[Saved dataset items]
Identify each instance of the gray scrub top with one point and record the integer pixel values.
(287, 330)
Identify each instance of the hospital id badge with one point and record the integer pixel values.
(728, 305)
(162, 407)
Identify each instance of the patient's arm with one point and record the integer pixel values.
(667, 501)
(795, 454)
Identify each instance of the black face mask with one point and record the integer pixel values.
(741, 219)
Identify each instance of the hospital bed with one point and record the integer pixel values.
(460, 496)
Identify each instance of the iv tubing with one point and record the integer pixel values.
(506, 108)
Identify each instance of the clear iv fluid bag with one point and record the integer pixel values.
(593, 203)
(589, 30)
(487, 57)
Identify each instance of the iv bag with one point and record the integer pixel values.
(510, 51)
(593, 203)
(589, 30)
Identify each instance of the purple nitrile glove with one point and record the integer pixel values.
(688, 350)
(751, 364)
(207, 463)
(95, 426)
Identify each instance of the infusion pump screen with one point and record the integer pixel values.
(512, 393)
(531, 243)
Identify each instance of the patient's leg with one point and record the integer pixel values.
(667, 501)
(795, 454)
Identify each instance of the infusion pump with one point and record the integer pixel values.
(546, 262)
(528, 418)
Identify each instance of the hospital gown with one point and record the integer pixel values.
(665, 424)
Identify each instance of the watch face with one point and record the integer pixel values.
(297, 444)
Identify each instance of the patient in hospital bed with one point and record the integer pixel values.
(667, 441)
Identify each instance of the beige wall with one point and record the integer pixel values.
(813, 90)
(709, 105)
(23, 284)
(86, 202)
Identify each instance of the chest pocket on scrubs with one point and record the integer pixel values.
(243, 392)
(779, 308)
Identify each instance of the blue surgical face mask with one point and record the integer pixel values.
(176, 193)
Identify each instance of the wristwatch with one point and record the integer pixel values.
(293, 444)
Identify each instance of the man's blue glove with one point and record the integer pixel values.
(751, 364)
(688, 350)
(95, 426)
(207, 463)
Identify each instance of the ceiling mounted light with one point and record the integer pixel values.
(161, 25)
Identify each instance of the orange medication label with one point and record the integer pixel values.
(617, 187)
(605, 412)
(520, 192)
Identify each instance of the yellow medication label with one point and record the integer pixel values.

Challenge —
Can you revise the entries above so that each "record the integer pixel values" becomes "report the whole-number pixel coordinates", leaving every other word as it is?

Finished task —
Identify each instance of the gray scrub top with one point and report the whole-number pixel coordinates.
(287, 330)
Identify each instance of the hospital id badge with one point and report the whole-number pixel coordinates.
(728, 305)
(162, 407)
Identify each instance of the patient's arm with one point and report the whole-number pixel coordinates.
(667, 501)
(795, 454)
Identify each instance of the black face mask with one point and report the whole-number pixel coordinates.
(741, 219)
Identify each instance of the hospital bed with one point and report the whole-number pixel coordinates.
(460, 496)
Identify each instance of the iv tubing with one point and report the whole-number pixel coordinates.
(506, 108)
Identify each instance of the clear iv fluid bag with one point and report the whole-number pixel coordinates.
(593, 203)
(589, 30)
(487, 57)
Identify each instance of the iv bag with one point and report the whole-number pixel coordinates.
(510, 51)
(593, 203)
(589, 30)
Identify each instance of the purple nitrile glove with one point and report the whole-number pixel coordinates.
(688, 350)
(751, 364)
(207, 463)
(95, 426)
Identify each instance of the infusion pump screen with one point and report the whole-number pixel coordinates.
(512, 393)
(531, 243)
Identify each instance of the patient's leg with one point and report the whole-number pixel coordinates.
(667, 501)
(795, 454)
Identify each instance of the infusion pump with one point and report the whole-number pixel coordinates.
(546, 262)
(528, 418)
Identify each instance of the hospital gown with one point and report the whole-number pixel coordinates.
(665, 424)
Identify each instance of the watch face with one point and report the whole-number pixel coordinates.
(297, 444)
Identify each instance of the patient in hospital bed with one point and report the whole-number pixel coordinates.
(667, 441)
Identify each instance of the beige wall with one point and report the whole-number pixel coordinates.
(813, 90)
(709, 105)
(23, 284)
(86, 202)
Identify each instance of the chest pocket on scrubs with one point and report the whole-number pixel coordinates.
(243, 392)
(779, 308)
Identify each instance of the blue surgical face mask with one point and report the whole-number pixel coordinates.
(176, 193)
Identify each instance of the wristwatch with one point and report the whole-number pixel coordinates.
(293, 444)
Identify each instance of the man's blue glove with one point and report the whole-number pixel coordinates.
(751, 364)
(688, 350)
(95, 426)
(207, 463)
Identify each instance of the ceiling mounted light with one point and report the whole-number pixel coordinates.
(161, 25)
Identify each instance of the orange medication label with one point and report the whole-number pixel coordinates.
(617, 187)
(605, 412)
(520, 192)
Identify each instance of the yellow medication label with one point and report the whole-number pixel coordinates.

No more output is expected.